- _Source material_

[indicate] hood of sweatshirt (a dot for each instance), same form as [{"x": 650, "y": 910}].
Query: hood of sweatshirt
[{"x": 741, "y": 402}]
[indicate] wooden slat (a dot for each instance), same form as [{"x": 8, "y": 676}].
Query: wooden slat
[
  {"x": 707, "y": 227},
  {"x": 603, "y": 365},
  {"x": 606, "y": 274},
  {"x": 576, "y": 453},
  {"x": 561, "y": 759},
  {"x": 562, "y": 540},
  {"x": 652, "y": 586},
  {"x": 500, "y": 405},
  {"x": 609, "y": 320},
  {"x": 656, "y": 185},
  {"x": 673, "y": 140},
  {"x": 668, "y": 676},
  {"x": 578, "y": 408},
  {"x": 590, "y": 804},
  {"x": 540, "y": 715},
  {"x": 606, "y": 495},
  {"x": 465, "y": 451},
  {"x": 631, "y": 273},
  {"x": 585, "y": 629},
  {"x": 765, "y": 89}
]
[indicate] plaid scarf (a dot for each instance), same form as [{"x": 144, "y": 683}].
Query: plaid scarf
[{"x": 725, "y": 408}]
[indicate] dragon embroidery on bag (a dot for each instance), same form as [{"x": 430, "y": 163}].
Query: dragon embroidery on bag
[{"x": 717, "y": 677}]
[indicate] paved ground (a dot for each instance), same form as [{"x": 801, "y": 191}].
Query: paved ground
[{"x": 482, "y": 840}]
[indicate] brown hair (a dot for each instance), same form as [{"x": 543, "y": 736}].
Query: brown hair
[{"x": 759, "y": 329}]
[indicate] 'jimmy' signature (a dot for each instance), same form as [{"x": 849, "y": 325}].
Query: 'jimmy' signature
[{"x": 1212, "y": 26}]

- _Exercise task_
Copy the records verbatim, starting at the line that contains "[indicate] 'jimmy' signature" and continuing through the last line of the records, with both of those lines included.

- _Task response_
[indicate] 'jimmy' signature (a dot for each instance), same form as [{"x": 849, "y": 325}].
Query: 'jimmy' signature
[{"x": 1212, "y": 26}]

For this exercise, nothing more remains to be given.